Task prompt
In the records, revise everything from the line containing "target: <item>umbel of tiny flowers</item>" down to the line containing "POLYGON ((542 87, 546", swapping "umbel" for "cluster" and leaving the rest as it is. Give back only those lines.

(Picture annotation entries)
---*---

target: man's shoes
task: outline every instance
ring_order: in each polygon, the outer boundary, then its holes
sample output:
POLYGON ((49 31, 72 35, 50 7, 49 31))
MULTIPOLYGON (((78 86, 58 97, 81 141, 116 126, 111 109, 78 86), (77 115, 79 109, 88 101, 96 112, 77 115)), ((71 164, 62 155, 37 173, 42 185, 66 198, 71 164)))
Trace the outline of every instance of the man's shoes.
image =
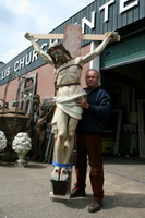
POLYGON ((86 193, 85 190, 72 190, 70 197, 85 197, 86 193))
POLYGON ((99 211, 102 207, 102 202, 97 202, 94 201, 89 206, 88 206, 88 211, 89 213, 95 213, 95 211, 99 211))

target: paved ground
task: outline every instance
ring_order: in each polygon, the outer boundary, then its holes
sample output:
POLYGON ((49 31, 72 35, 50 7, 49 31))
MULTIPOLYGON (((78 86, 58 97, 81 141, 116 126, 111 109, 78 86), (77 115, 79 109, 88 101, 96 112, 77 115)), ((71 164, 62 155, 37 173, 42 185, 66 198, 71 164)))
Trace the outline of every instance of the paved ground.
MULTIPOLYGON (((87 197, 53 202, 49 197, 51 165, 15 167, 0 161, 0 218, 145 218, 145 160, 105 157, 104 209, 89 214, 87 197)), ((89 169, 88 169, 89 171, 89 169)), ((74 169, 72 186, 75 181, 74 169)))

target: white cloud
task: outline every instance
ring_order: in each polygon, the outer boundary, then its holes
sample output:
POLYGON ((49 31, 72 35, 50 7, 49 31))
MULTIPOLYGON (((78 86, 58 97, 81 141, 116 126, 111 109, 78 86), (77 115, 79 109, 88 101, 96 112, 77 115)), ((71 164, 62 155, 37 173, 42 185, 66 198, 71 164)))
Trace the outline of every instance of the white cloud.
POLYGON ((0 61, 31 46, 25 32, 48 33, 93 0, 0 0, 0 61))

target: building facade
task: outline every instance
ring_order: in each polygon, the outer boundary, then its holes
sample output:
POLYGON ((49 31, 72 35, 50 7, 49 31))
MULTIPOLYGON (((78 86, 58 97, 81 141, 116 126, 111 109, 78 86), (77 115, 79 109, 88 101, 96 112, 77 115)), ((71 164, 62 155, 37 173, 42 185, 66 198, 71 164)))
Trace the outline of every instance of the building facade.
MULTIPOLYGON (((137 155, 145 158, 145 1, 96 0, 68 19, 51 33, 63 33, 67 24, 78 24, 82 34, 104 34, 116 31, 120 43, 110 43, 100 57, 83 69, 101 73, 101 86, 111 95, 112 116, 107 130, 114 133, 113 153, 137 155)), ((44 51, 51 40, 38 41, 44 51)), ((96 41, 82 41, 81 55, 96 48, 96 41)), ((34 76, 35 90, 41 102, 55 95, 55 74, 29 46, 26 50, 0 69, 0 99, 13 105, 22 77, 34 76), (21 80, 20 80, 21 77, 21 80)), ((27 87, 27 90, 31 90, 27 87)), ((23 93, 23 90, 22 90, 23 93)), ((23 93, 24 94, 24 93, 23 93)), ((22 109, 28 111, 23 95, 22 109)))

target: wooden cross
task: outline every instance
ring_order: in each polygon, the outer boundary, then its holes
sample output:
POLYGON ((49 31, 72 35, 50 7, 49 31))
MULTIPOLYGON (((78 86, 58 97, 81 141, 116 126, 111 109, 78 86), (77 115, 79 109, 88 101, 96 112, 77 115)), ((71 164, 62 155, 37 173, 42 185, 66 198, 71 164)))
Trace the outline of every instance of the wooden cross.
MULTIPOLYGON (((104 40, 106 34, 82 34, 82 28, 77 24, 68 24, 64 27, 64 34, 33 34, 35 39, 63 39, 63 46, 72 57, 78 57, 81 53, 81 40, 104 40)), ((120 41, 120 36, 111 39, 120 41)))

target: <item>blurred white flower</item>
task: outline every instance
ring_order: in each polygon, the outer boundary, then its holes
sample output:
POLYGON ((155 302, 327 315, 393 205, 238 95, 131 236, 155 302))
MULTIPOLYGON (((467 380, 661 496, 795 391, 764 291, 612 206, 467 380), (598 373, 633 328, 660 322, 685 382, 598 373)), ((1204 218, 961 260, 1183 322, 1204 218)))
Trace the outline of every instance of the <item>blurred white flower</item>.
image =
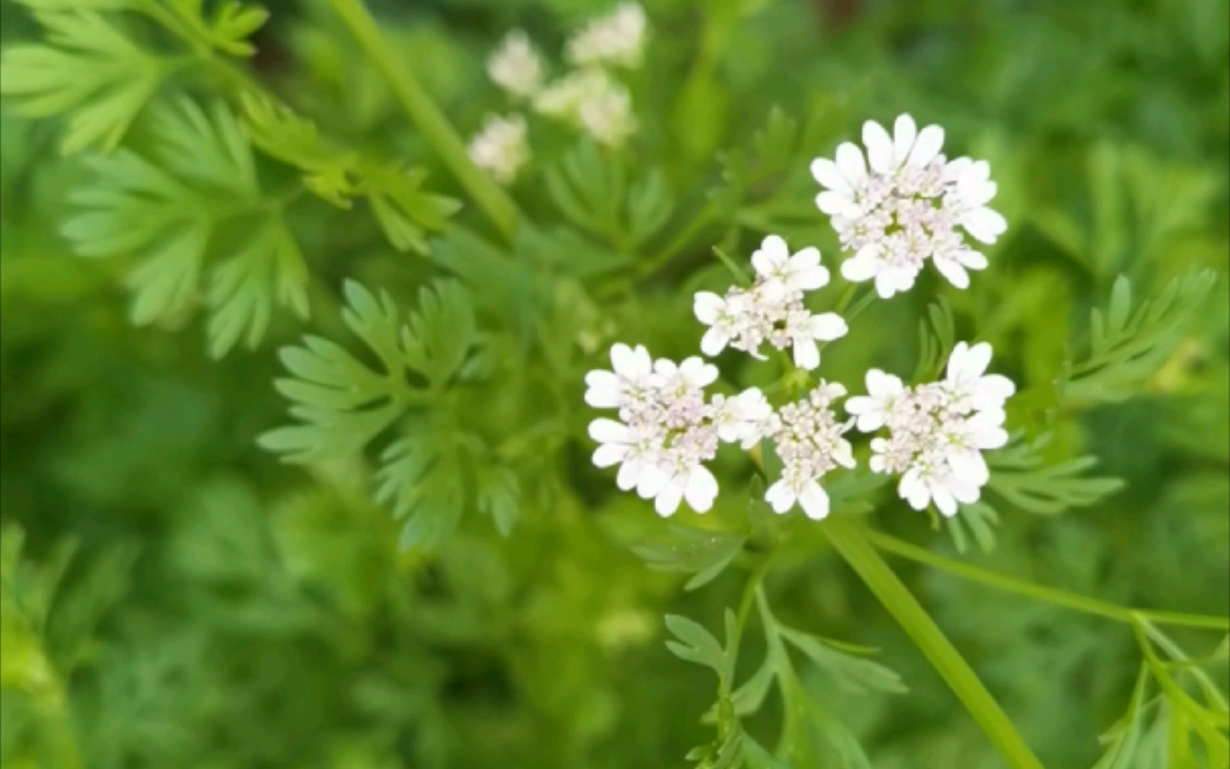
POLYGON ((888 298, 910 289, 930 258, 953 285, 967 288, 967 269, 985 268, 986 257, 957 228, 984 244, 1007 229, 1004 217, 986 207, 995 197, 990 166, 968 157, 946 161, 943 129, 920 132, 908 114, 897 118, 893 135, 867 121, 862 141, 866 156, 846 141, 835 161, 812 162, 824 187, 815 204, 831 217, 841 247, 854 253, 841 274, 855 283, 875 281, 876 292, 888 298))
POLYGON ((785 513, 796 502, 803 513, 819 520, 829 514, 829 496, 820 479, 836 466, 854 468, 854 452, 843 436, 849 423, 838 422, 833 401, 845 388, 820 380, 806 400, 782 406, 772 420, 769 436, 782 461, 781 479, 765 492, 775 513, 785 513))
POLYGON ((565 58, 577 66, 613 64, 636 69, 643 58, 647 27, 638 2, 621 2, 578 30, 567 42, 565 58))
POLYGON ((990 472, 983 452, 1007 443, 1004 404, 1016 388, 986 375, 991 347, 961 342, 941 381, 907 388, 878 369, 867 372, 867 395, 846 401, 859 429, 888 428, 871 442, 872 471, 900 475, 898 493, 915 509, 930 503, 943 516, 977 502, 990 472))
POLYGON ((486 122, 467 148, 470 160, 501 185, 512 183, 517 172, 530 159, 525 118, 487 116, 486 122))
POLYGON ((752 256, 756 281, 752 287, 731 287, 724 297, 697 292, 692 300, 696 320, 708 326, 701 352, 716 356, 727 346, 764 358, 765 342, 777 349, 790 347, 795 365, 814 369, 820 364, 817 342, 841 338, 849 331, 836 313, 813 315, 803 305, 803 292, 828 283, 820 252, 804 249, 791 256, 777 235, 764 239, 752 256))
POLYGON ((636 132, 632 97, 600 69, 577 70, 556 80, 534 97, 534 108, 577 126, 606 146, 620 146, 636 132))
POLYGON ((705 463, 717 454, 718 443, 754 443, 769 411, 755 388, 734 397, 707 401, 705 388, 717 379, 717 368, 701 358, 675 364, 651 361, 645 347, 611 347, 613 370, 585 375, 585 402, 616 408, 619 420, 599 418, 589 436, 599 443, 594 464, 619 465, 615 482, 653 498, 661 516, 670 516, 679 503, 699 513, 717 497, 717 480, 705 463))
POLYGON ((510 96, 528 98, 542 87, 546 65, 525 32, 513 30, 487 58, 487 75, 510 96))

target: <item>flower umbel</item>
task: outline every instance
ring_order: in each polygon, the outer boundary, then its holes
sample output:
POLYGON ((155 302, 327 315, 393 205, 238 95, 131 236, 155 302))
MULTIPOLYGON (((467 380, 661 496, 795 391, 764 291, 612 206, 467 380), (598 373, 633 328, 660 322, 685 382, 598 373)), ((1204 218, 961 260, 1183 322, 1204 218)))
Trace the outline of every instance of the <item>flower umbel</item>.
POLYGON ((528 98, 542 87, 546 65, 525 32, 513 30, 487 59, 487 75, 510 96, 528 98))
POLYGON ((474 165, 491 173, 501 185, 509 185, 530 159, 525 135, 525 118, 519 114, 487 116, 487 121, 469 146, 474 165))
POLYGON ((619 412, 619 421, 599 418, 589 426, 600 444, 594 464, 620 465, 619 487, 653 498, 661 516, 673 514, 684 500, 699 513, 708 511, 717 479, 705 463, 722 440, 755 442, 754 426, 770 411, 764 395, 752 388, 736 397, 706 400, 716 367, 697 357, 679 364, 652 361, 641 346, 613 346, 611 368, 585 377, 585 402, 619 412))
POLYGON ((692 303, 696 320, 710 329, 701 338, 701 351, 716 356, 727 346, 764 358, 765 342, 777 349, 792 348, 795 365, 814 369, 820 364, 817 342, 846 335, 845 320, 836 313, 813 315, 803 305, 803 293, 829 282, 817 249, 793 256, 777 235, 764 239, 752 255, 756 281, 752 287, 732 287, 724 297, 699 292, 692 303))
POLYGON ((875 281, 882 298, 909 290, 927 260, 957 288, 969 285, 967 269, 983 269, 986 257, 970 247, 964 230, 993 244, 1007 224, 986 203, 995 197, 984 160, 940 153, 943 129, 918 130, 914 119, 897 118, 893 135, 877 122, 862 128, 863 151, 846 141, 836 160, 818 157, 812 175, 824 191, 817 207, 829 214, 841 247, 854 257, 841 265, 851 282, 875 281))
POLYGON ((614 11, 577 31, 567 43, 565 58, 577 66, 611 64, 641 66, 648 25, 638 2, 621 2, 614 11))
POLYGON ((854 468, 850 442, 843 436, 850 423, 838 422, 833 402, 845 388, 823 379, 804 400, 788 404, 769 420, 766 437, 772 438, 782 461, 781 479, 765 492, 775 513, 785 513, 797 502, 808 518, 829 514, 829 495, 820 479, 836 466, 854 468))
POLYGON ((1016 391, 1000 374, 985 374, 991 347, 959 342, 941 381, 907 388, 878 369, 867 372, 867 395, 846 401, 859 429, 888 428, 871 442, 875 472, 900 475, 898 493, 914 509, 935 502, 943 516, 977 502, 990 471, 983 452, 1007 443, 1004 402, 1016 391))

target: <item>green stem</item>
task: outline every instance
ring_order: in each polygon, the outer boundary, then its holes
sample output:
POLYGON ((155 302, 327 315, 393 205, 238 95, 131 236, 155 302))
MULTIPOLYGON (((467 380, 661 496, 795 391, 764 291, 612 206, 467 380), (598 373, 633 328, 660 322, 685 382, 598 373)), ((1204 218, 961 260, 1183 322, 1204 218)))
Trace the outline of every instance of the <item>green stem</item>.
POLYGON ((1043 769, 1042 762, 1017 733, 1012 721, 979 680, 978 674, 876 552, 862 527, 839 517, 829 518, 822 528, 834 549, 862 577, 876 598, 948 683, 1007 764, 1014 769, 1043 769))
POLYGON ((470 161, 461 138, 413 74, 394 55, 363 0, 330 0, 330 4, 358 39, 376 71, 392 89, 394 96, 418 127, 427 144, 439 154, 444 165, 491 219, 499 234, 512 242, 520 218, 517 204, 491 177, 470 161))
POLYGON ((1230 630, 1230 618, 1130 609, 1106 600, 1100 600, 1097 598, 1089 598, 1086 596, 1069 593, 1053 587, 1034 584, 1015 577, 998 575, 993 571, 979 568, 978 566, 946 559, 942 555, 936 555, 930 550, 924 550, 922 548, 918 548, 909 543, 903 543, 899 539, 892 538, 887 534, 881 534, 879 532, 868 530, 866 532, 866 538, 872 545, 879 548, 881 550, 892 552, 893 555, 899 555, 911 561, 925 564, 926 566, 946 571, 966 580, 980 582, 988 587, 994 587, 1009 593, 1017 593, 1020 596, 1028 596, 1030 598, 1044 600, 1074 612, 1105 616, 1106 619, 1113 619, 1127 624, 1133 624, 1137 616, 1143 616, 1149 621, 1160 625, 1186 625, 1188 628, 1207 628, 1209 630, 1230 630))

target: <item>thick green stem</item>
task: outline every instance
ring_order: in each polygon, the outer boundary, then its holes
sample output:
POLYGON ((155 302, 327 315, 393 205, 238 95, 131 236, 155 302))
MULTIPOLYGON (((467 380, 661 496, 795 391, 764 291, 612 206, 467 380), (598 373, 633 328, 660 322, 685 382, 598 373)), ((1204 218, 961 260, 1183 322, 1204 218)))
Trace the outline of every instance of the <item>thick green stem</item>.
POLYGON ((1065 609, 1073 609, 1074 612, 1084 612, 1085 614, 1105 616, 1107 619, 1128 624, 1134 623, 1137 616, 1144 616, 1149 621, 1160 625, 1186 625, 1188 628, 1207 628, 1209 630, 1230 630, 1230 618, 1130 609, 1128 607, 1121 607, 1097 598, 1089 598, 1086 596, 1069 593, 1053 587, 1034 584, 1015 577, 998 575, 993 571, 970 566, 969 564, 964 564, 962 561, 946 559, 942 555, 936 555, 930 550, 924 550, 922 548, 916 548, 909 543, 903 543, 899 539, 894 539, 887 534, 881 534, 879 532, 867 532, 866 538, 871 541, 871 544, 881 550, 886 550, 911 561, 918 561, 919 564, 938 568, 940 571, 946 571, 966 580, 980 582, 988 587, 1006 591, 1009 593, 1017 593, 1020 596, 1028 596, 1030 598, 1044 600, 1065 609))
POLYGON ((867 540, 862 527, 840 517, 823 525, 833 548, 857 572, 876 598, 902 625, 952 691, 1014 769, 1042 769, 1042 762, 1017 733, 1012 721, 986 691, 978 674, 952 646, 935 620, 897 578, 867 540))
POLYGON ((461 138, 413 74, 392 54, 363 0, 330 0, 330 4, 359 41, 368 59, 392 89, 401 108, 418 127, 427 144, 439 154, 444 165, 491 219, 499 234, 512 241, 520 218, 517 204, 491 177, 470 161, 461 138))

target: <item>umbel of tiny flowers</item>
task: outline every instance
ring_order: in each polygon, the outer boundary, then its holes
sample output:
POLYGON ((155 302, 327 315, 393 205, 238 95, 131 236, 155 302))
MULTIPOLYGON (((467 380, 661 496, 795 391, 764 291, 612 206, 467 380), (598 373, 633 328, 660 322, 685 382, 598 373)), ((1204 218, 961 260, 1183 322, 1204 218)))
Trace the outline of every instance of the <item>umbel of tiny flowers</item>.
POLYGON ((718 297, 697 292, 692 301, 696 320, 708 326, 701 352, 716 356, 727 346, 764 358, 765 342, 777 349, 792 348, 795 365, 814 369, 820 364, 817 342, 841 338, 849 330, 836 313, 813 315, 803 305, 803 294, 829 282, 817 249, 791 255, 786 241, 769 235, 752 255, 755 282, 734 285, 718 297))
POLYGON ((611 148, 621 146, 636 132, 631 95, 601 69, 568 73, 534 97, 534 108, 611 148))
POLYGON ((775 513, 785 513, 796 502, 814 520, 829 514, 829 495, 820 479, 836 466, 854 468, 854 452, 844 438, 849 422, 839 422, 833 404, 845 388, 823 379, 806 399, 782 406, 764 427, 782 461, 781 479, 765 492, 775 513))
POLYGON ((578 30, 565 48, 565 58, 576 66, 610 64, 641 66, 648 28, 638 2, 621 2, 609 15, 594 18, 578 30))
POLYGON ((985 268, 986 257, 961 230, 993 244, 1007 229, 1004 217, 986 207, 996 189, 990 166, 969 157, 946 160, 940 151, 943 129, 918 130, 908 114, 897 118, 892 135, 867 121, 862 141, 866 156, 846 141, 835 160, 812 162, 812 175, 824 187, 815 204, 831 218, 841 247, 854 253, 841 274, 855 283, 875 281, 887 299, 909 290, 931 260, 953 285, 967 288, 967 269, 985 268))
POLYGON ((542 87, 546 65, 522 30, 504 36, 487 58, 487 75, 514 98, 529 98, 542 87))
POLYGON ((530 159, 525 118, 519 114, 488 114, 467 148, 470 160, 501 185, 512 183, 530 159))
POLYGON ((708 511, 718 487, 705 463, 720 442, 754 443, 769 402, 755 388, 706 400, 717 368, 697 357, 653 361, 645 347, 627 345, 613 346, 610 357, 611 370, 585 375, 585 402, 619 416, 590 423, 589 436, 599 443, 594 464, 619 465, 616 485, 653 498, 659 516, 673 514, 681 501, 697 513, 708 511))
POLYGON ((867 395, 846 401, 861 432, 888 428, 871 442, 875 472, 900 475, 898 495, 914 509, 935 502, 946 517, 977 502, 990 479, 983 452, 1007 443, 1004 404, 1016 385, 986 374, 991 346, 959 342, 940 381, 905 386, 879 369, 867 372, 867 395))

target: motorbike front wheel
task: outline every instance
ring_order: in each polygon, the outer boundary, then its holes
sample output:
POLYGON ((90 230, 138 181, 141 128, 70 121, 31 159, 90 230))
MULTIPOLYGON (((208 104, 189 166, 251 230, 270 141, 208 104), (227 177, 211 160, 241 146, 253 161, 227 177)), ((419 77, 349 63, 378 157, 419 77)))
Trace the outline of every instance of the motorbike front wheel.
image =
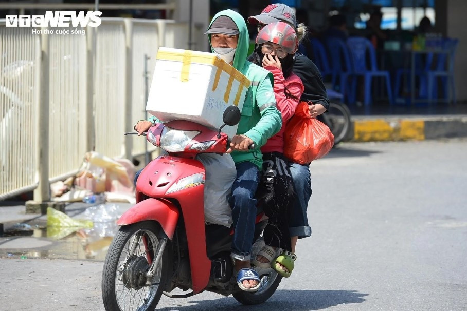
POLYGON ((142 222, 120 228, 109 246, 102 271, 102 290, 107 311, 154 310, 170 277, 170 241, 152 279, 146 273, 155 259, 161 230, 159 224, 142 222))
POLYGON ((319 116, 318 120, 324 122, 334 135, 334 145, 347 137, 350 131, 352 121, 350 110, 345 104, 331 103, 328 112, 319 116))

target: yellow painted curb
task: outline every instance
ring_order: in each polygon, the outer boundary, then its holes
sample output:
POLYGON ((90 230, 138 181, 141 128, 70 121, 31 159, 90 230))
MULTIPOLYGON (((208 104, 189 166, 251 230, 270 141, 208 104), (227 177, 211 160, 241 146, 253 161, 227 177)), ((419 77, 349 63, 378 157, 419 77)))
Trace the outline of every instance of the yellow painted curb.
POLYGON ((424 139, 425 122, 423 120, 377 119, 354 122, 353 140, 357 142, 424 139))

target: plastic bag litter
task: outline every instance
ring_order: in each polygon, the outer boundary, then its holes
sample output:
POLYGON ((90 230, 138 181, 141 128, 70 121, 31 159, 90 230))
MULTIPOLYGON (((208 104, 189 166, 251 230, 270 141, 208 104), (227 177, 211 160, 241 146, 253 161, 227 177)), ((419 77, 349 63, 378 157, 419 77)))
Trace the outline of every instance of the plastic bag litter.
POLYGON ((119 206, 115 204, 100 204, 88 207, 84 211, 86 219, 94 223, 115 222, 120 217, 119 214, 119 206))
POLYGON ((83 228, 92 228, 92 221, 74 219, 51 207, 47 209, 47 236, 60 239, 83 228))
POLYGON ((120 182, 124 186, 133 186, 133 182, 128 176, 127 169, 122 164, 95 151, 86 152, 85 157, 91 164, 105 169, 109 173, 115 174, 120 182))
POLYGON ((237 169, 231 156, 201 153, 197 157, 206 169, 204 218, 206 223, 230 227, 232 210, 228 200, 237 169))

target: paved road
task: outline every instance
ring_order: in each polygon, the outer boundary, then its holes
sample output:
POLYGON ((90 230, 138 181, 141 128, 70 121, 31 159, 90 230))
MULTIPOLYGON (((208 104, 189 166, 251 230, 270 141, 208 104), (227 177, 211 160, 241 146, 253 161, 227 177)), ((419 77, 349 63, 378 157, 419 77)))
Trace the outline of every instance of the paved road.
MULTIPOLYGON (((467 310, 467 141, 346 144, 312 164, 311 238, 264 311, 467 310)), ((101 261, 0 259, 2 310, 102 310, 101 261)), ((203 293, 166 311, 244 310, 203 293)))

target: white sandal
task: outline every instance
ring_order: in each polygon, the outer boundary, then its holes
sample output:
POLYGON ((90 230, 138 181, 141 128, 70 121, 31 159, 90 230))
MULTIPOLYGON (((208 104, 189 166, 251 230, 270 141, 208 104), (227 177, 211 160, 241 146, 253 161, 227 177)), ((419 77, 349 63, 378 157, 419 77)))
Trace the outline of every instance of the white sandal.
POLYGON ((279 247, 277 249, 274 249, 269 245, 264 245, 261 250, 258 252, 255 258, 252 260, 252 263, 260 268, 263 269, 267 269, 271 267, 271 262, 273 260, 277 258, 280 255, 280 249, 279 247), (268 262, 261 262, 256 259, 259 256, 261 256, 267 259, 268 262))

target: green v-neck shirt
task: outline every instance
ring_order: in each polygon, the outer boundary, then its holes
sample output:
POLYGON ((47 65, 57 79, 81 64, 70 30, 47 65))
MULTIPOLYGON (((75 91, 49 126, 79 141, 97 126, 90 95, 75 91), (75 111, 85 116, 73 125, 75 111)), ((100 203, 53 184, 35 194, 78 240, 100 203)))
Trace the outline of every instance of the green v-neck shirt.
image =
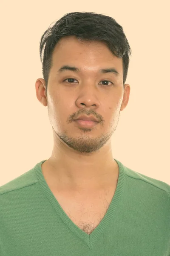
POLYGON ((114 160, 116 189, 90 235, 47 185, 41 169, 46 160, 0 186, 0 256, 170 256, 170 185, 114 160))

---*---

Solution to the problem
target: <item>cluster of tiny flowers</item>
task: outline every instance
ring_order: in each polygon, the outer boundary, then its holes
sample output:
POLYGON ((155 302, 327 315, 393 205, 238 95, 131 236, 155 302))
MULTIPOLYGON (((467 380, 661 496, 795 391, 764 291, 612 206, 467 380), (598 373, 633 328, 660 322, 685 382, 598 373)), ((1204 218, 961 260, 1183 322, 1204 218)))
Trace the outline of every instance of the <item>cluster of tiny flowers</item>.
POLYGON ((718 297, 697 292, 692 301, 696 320, 708 326, 701 352, 716 356, 727 346, 764 358, 765 342, 777 349, 792 348, 795 365, 814 369, 820 364, 817 342, 841 338, 849 330, 836 313, 813 315, 803 305, 803 294, 829 282, 817 249, 791 255, 786 241, 769 235, 752 255, 755 282, 734 285, 718 297))
POLYGON ((611 148, 621 146, 636 132, 631 95, 601 69, 568 73, 534 97, 534 108, 611 148))
POLYGON ((775 513, 785 513, 796 502, 814 520, 829 514, 829 495, 820 479, 836 466, 854 468, 854 452, 844 438, 849 422, 839 422, 833 404, 845 388, 823 379, 806 399, 782 406, 764 427, 782 461, 781 479, 765 492, 775 513))
POLYGON ((578 30, 565 48, 565 58, 576 66, 610 64, 641 66, 648 28, 638 2, 621 2, 609 15, 594 18, 578 30))
POLYGON ((985 268, 986 257, 961 230, 993 244, 1007 229, 1004 217, 986 207, 996 189, 990 166, 969 157, 946 160, 940 151, 943 129, 918 130, 908 114, 897 118, 892 135, 867 121, 862 141, 866 156, 846 141, 835 160, 812 162, 812 175, 824 187, 815 204, 831 218, 841 247, 854 253, 841 274, 855 283, 875 281, 887 299, 909 290, 931 260, 953 285, 967 288, 967 269, 985 268))
POLYGON ((542 87, 546 65, 522 30, 504 36, 487 58, 487 75, 514 98, 529 98, 542 87))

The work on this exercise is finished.